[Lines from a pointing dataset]
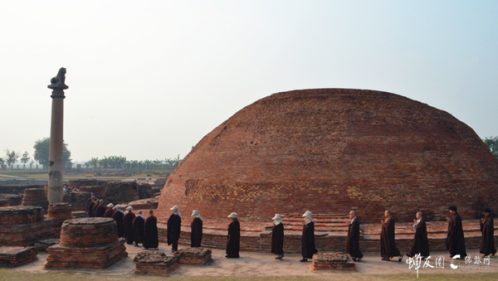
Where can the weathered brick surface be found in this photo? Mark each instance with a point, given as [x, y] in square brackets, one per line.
[77, 200]
[155, 262]
[193, 256]
[329, 150]
[144, 204]
[328, 238]
[86, 243]
[10, 199]
[336, 261]
[16, 256]
[35, 197]
[59, 211]
[24, 225]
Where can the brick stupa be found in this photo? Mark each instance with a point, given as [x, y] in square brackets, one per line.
[86, 243]
[329, 150]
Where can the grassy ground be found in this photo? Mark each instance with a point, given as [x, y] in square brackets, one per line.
[8, 275]
[70, 175]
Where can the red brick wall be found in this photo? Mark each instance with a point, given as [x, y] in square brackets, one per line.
[328, 150]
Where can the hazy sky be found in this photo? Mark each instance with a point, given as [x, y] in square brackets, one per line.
[148, 79]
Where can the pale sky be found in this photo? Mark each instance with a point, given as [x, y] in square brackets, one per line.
[148, 79]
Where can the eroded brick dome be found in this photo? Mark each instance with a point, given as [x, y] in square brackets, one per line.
[328, 150]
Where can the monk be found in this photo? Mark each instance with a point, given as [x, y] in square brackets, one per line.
[118, 218]
[308, 248]
[420, 242]
[196, 229]
[129, 233]
[277, 237]
[487, 246]
[353, 240]
[150, 231]
[455, 241]
[388, 247]
[109, 212]
[139, 229]
[174, 228]
[233, 239]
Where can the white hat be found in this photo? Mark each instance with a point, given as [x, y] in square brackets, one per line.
[277, 217]
[196, 214]
[307, 214]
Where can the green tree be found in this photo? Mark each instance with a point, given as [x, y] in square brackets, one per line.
[41, 153]
[11, 157]
[492, 143]
[25, 159]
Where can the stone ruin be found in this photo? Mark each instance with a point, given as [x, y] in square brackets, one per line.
[155, 262]
[332, 261]
[194, 256]
[330, 150]
[89, 243]
[16, 256]
[10, 200]
[35, 197]
[25, 225]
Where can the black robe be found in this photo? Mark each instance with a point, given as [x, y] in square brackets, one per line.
[277, 239]
[233, 239]
[455, 241]
[139, 230]
[387, 240]
[174, 229]
[308, 248]
[420, 241]
[487, 241]
[150, 233]
[118, 218]
[196, 232]
[109, 212]
[100, 210]
[129, 234]
[353, 241]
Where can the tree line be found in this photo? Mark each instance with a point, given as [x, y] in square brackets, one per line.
[41, 157]
[120, 162]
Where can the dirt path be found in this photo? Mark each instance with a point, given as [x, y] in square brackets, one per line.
[262, 264]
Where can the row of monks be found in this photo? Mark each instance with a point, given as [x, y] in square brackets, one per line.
[139, 231]
[135, 228]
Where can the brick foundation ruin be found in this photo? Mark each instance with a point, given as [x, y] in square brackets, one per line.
[335, 261]
[35, 197]
[25, 225]
[86, 243]
[16, 256]
[155, 262]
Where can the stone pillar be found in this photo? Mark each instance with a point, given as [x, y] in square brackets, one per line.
[56, 159]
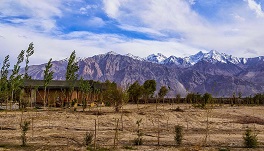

STATED TASK:
Duplicate the lines starting at the one containing "Where can the stone pillar" and ending at the end of the records, keeping both ends. Omit the pictures from your answer.

FINAL RESULT:
Where can the stone pillar be found in this photo? Mark each instance with a point, given as [x, y] in square brackets, one per line.
[56, 159]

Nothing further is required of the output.